§ Your assignment
Please write out the data below line for line, changing nothing.

§ Records supplied
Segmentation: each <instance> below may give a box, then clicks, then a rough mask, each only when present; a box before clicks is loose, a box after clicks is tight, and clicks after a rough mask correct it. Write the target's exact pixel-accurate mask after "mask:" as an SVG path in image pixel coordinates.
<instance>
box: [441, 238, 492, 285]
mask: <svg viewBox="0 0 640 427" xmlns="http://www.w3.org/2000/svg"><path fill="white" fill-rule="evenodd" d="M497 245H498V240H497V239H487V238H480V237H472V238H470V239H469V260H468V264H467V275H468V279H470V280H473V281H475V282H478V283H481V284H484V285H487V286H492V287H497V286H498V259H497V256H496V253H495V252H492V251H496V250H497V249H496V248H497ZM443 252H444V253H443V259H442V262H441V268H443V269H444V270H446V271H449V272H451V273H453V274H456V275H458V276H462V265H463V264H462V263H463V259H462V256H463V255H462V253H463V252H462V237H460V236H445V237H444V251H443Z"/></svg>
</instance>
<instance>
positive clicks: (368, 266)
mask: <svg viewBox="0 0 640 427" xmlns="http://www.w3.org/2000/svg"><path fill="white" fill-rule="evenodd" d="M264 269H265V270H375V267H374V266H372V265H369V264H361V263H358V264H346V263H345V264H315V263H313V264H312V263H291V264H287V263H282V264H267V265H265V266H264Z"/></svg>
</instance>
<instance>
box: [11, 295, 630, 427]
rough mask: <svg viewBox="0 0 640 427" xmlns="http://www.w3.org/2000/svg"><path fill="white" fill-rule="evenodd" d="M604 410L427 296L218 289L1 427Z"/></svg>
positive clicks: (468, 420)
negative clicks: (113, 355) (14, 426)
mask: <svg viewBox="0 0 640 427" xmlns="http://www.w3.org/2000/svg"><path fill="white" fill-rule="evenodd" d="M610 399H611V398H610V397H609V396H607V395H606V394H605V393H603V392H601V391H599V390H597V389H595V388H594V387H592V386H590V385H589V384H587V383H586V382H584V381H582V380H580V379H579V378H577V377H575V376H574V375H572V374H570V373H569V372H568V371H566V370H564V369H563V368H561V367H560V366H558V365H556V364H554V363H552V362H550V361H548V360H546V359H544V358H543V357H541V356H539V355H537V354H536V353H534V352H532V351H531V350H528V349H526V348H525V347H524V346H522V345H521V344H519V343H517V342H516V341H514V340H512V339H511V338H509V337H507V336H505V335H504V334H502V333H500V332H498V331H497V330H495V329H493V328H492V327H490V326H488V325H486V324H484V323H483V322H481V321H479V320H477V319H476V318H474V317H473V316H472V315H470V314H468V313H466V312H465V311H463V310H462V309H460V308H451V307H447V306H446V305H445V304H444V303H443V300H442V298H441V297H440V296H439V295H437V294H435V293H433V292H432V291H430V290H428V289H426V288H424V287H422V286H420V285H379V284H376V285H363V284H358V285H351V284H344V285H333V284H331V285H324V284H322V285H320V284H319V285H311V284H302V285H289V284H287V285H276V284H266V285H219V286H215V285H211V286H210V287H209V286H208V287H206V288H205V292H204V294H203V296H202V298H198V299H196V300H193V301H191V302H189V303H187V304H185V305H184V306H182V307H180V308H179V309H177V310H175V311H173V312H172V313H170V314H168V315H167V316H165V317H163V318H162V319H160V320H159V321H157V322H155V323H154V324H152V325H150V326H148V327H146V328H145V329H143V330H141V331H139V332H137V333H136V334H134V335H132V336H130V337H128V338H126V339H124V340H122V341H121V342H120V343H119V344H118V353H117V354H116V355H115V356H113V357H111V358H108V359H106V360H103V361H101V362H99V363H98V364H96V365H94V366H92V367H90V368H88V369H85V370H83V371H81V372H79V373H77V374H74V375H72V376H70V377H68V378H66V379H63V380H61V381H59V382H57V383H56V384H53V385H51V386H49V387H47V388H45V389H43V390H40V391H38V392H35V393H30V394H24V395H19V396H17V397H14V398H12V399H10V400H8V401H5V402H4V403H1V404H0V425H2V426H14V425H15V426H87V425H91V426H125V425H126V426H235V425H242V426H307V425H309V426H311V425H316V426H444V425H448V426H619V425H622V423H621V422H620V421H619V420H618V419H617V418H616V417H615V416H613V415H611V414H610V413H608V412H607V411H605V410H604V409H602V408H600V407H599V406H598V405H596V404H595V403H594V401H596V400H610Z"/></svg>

§ Your response
Segmentation: each <instance> below may give a box, then clicks, then a rough mask, each only when present; a box before clicks is loose, a box after clicks is tight, and clicks after a rough mask correct it. Write the target's exact pixel-accurate mask after "mask:" as an SVG path in image pixel coordinates.
<instance>
box: [441, 238, 492, 285]
mask: <svg viewBox="0 0 640 427" xmlns="http://www.w3.org/2000/svg"><path fill="white" fill-rule="evenodd" d="M497 245H498V240H497V239H487V238H480V237H472V238H470V239H469V260H468V264H467V275H468V279H470V280H473V281H475V282H478V283H481V284H484V285H487V286H492V287H497V286H498V259H497V256H496V253H495V252H492V251H496V250H497V249H496V248H497ZM443 252H444V253H443V259H442V262H441V268H443V269H444V270H446V271H449V272H451V273H453V274H456V275H458V276H462V265H463V264H462V263H463V259H462V256H463V255H462V253H463V252H462V237H460V236H445V237H444V251H443Z"/></svg>
</instance>
<instance>
positive clicks: (368, 266)
mask: <svg viewBox="0 0 640 427" xmlns="http://www.w3.org/2000/svg"><path fill="white" fill-rule="evenodd" d="M264 269H265V270H375V267H374V266H372V265H369V264H361V263H358V264H346V263H345V264H315V263H313V264H312V263H291V264H287V263H282V264H267V265H265V266H264Z"/></svg>
</instance>
<instance>
box: [11, 295, 630, 427]
rough mask: <svg viewBox="0 0 640 427" xmlns="http://www.w3.org/2000/svg"><path fill="white" fill-rule="evenodd" d="M604 410L427 296L218 289L1 427Z"/></svg>
positive clicks: (468, 420)
negative clicks: (113, 355) (14, 426)
mask: <svg viewBox="0 0 640 427" xmlns="http://www.w3.org/2000/svg"><path fill="white" fill-rule="evenodd" d="M610 399H611V398H610V397H609V396H607V395H606V394H605V393H603V392H601V391H599V390H597V389H595V388H594V387H592V386H590V385H589V384H587V383H586V382H584V381H582V380H580V379H579V378H577V377H575V376H574V375H572V374H570V373H569V372H568V371H566V370H564V369H563V368H561V367H560V366H558V365H556V364H554V363H552V362H550V361H548V360H546V359H544V358H543V357H541V356H539V355H537V354H536V353H534V352H532V351H531V350H528V349H526V348H525V347H524V346H522V345H521V344H519V343H517V342H516V341H514V340H512V339H511V338H509V337H507V336H505V335H504V334H502V333H500V332H498V331H497V330H495V329H493V328H492V327H490V326H488V325H486V324H484V323H483V322H481V321H479V320H477V319H476V318H474V317H473V316H472V315H470V314H468V313H466V312H465V311H463V310H462V309H460V308H451V307H447V306H446V305H445V304H444V303H443V300H442V298H441V297H440V296H439V295H437V294H435V293H433V292H432V291H430V290H428V289H426V288H424V287H422V286H420V285H379V284H376V285H363V284H358V285H351V284H344V285H333V284H331V285H324V284H322V285H320V284H319V285H311V284H302V285H289V284H287V285H276V284H266V285H219V286H215V285H211V286H210V287H209V286H208V287H206V288H205V292H204V294H203V296H202V298H198V299H196V300H193V301H191V302H189V303H187V304H185V305H184V306H182V307H180V308H179V309H177V310H175V311H173V312H172V313H170V314H168V315H167V316H165V317H163V318H162V319H160V320H159V321H157V322H155V323H154V324H152V325H150V326H148V327H146V328H145V329H143V330H141V331H139V332H137V333H136V334H134V335H132V336H130V337H128V338H126V339H124V340H122V341H121V342H120V343H119V344H118V353H117V354H116V355H115V356H113V357H111V358H108V359H106V360H103V361H101V362H99V363H98V364H96V365H94V366H92V367H90V368H88V369H85V370H83V371H81V372H79V373H77V374H74V375H72V376H70V377H68V378H66V379H63V380H61V381H59V382H57V383H56V384H53V385H51V386H49V387H47V388H45V389H43V390H40V391H38V392H35V393H30V394H24V395H19V396H17V397H14V398H12V399H10V400H8V401H5V402H4V403H1V404H0V425H2V426H14V425H15V426H87V425H91V426H125V425H126V426H235V425H242V426H307V425H309V426H311V425H316V426H444V425H448V426H619V425H622V423H621V422H620V421H619V420H618V419H617V418H616V417H615V416H613V415H611V414H610V413H608V412H607V411H605V410H604V409H602V408H600V407H599V406H598V405H596V404H595V403H594V401H596V400H610Z"/></svg>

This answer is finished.